Would you please copy each line of the data in which the string "bicycle" occurs?

◆ Entries provided
BEGIN

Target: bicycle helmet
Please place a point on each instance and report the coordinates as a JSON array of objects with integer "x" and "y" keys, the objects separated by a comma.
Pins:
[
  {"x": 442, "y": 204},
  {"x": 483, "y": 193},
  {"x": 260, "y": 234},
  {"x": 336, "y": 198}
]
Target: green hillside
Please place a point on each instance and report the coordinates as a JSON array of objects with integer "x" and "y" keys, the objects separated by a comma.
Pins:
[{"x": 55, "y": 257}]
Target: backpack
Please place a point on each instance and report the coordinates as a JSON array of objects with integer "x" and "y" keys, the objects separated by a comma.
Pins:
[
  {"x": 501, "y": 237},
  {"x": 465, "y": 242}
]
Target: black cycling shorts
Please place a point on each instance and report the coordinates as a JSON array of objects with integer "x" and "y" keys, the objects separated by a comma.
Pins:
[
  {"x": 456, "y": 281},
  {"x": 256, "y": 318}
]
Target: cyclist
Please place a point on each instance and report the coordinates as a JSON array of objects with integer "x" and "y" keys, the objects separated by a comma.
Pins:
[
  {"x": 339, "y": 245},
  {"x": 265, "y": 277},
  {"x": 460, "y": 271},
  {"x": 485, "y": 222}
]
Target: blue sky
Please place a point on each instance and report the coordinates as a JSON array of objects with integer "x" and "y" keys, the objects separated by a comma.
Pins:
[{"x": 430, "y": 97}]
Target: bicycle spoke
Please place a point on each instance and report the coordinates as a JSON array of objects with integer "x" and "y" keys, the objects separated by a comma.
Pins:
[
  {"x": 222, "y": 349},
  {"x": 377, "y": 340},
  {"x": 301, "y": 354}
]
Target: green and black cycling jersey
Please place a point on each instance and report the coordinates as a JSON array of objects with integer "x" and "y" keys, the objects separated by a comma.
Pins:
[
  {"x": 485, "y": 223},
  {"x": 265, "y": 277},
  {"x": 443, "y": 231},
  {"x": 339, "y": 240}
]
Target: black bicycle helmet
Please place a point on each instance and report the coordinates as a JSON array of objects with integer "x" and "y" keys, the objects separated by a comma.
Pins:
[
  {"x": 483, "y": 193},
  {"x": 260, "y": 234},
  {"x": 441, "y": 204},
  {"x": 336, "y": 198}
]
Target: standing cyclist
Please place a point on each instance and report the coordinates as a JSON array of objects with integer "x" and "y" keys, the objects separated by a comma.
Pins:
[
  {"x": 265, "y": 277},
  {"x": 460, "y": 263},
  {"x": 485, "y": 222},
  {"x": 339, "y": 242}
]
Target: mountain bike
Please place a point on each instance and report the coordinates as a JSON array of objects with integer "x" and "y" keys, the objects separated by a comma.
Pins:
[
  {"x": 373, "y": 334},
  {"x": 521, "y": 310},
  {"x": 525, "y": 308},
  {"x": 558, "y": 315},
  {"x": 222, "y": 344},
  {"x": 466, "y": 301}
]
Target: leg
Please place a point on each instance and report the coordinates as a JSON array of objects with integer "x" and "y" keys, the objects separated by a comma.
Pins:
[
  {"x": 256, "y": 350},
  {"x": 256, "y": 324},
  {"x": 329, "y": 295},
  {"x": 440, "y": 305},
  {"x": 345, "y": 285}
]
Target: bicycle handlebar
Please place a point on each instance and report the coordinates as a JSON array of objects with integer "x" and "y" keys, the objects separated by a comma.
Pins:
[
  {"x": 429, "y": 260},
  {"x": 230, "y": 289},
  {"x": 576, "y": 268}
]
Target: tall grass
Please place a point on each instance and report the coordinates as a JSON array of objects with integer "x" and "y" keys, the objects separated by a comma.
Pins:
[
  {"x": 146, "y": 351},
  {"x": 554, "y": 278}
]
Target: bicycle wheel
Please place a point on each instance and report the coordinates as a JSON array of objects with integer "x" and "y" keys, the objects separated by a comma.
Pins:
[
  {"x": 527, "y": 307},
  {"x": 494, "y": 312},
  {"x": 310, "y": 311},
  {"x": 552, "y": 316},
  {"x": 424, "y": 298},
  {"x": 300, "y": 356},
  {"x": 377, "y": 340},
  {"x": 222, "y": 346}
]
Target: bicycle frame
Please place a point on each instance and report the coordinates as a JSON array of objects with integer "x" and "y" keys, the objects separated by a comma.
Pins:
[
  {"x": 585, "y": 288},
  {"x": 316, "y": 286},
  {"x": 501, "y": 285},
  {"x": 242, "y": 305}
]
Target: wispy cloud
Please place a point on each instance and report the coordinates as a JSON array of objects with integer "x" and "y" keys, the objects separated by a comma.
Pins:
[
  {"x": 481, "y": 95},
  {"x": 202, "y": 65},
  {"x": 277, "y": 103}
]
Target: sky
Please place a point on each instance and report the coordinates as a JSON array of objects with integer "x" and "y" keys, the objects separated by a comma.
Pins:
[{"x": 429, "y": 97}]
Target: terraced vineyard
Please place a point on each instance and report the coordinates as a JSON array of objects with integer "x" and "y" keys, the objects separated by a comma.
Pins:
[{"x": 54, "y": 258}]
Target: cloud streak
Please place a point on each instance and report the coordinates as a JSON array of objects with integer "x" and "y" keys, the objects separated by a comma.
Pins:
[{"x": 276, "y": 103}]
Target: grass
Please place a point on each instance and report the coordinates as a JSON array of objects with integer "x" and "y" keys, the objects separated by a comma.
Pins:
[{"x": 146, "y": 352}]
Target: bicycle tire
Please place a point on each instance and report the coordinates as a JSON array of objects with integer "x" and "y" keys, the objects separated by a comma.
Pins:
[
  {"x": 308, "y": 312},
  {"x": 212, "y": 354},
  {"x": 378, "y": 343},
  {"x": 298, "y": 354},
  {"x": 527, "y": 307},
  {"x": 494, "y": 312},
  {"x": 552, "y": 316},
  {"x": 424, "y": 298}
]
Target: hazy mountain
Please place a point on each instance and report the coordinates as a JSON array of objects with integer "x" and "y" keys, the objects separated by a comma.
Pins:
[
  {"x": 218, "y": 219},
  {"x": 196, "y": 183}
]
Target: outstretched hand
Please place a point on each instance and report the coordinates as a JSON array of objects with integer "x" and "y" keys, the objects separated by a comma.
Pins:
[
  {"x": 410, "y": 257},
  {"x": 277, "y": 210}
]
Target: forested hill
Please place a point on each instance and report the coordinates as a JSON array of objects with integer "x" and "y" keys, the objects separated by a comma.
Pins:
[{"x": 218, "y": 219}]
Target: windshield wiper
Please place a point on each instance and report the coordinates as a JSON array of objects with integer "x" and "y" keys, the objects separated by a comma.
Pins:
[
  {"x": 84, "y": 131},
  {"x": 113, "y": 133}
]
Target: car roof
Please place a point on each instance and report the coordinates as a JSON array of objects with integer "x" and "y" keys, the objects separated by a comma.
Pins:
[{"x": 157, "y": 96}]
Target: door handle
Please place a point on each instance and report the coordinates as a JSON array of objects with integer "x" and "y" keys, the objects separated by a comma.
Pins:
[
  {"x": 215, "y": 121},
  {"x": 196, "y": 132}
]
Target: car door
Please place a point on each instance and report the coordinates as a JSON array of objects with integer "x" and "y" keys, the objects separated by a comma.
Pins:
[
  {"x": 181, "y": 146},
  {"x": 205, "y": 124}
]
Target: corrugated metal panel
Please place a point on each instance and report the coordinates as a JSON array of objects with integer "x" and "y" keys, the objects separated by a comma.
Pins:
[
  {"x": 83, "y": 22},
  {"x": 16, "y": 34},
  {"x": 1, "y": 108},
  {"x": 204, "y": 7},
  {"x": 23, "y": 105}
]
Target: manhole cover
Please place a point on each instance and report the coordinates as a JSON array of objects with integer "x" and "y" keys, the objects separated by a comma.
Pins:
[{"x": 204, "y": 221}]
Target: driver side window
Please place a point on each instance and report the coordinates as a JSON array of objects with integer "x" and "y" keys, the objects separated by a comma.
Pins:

END

◆ Response area
Target: bicycle helmet
Target: bicycle spoke
Target: black bicycle helmet
Target: bicycle handlebar
Target: bicycle wheel
Target: bicycle frame
Target: bicycle tire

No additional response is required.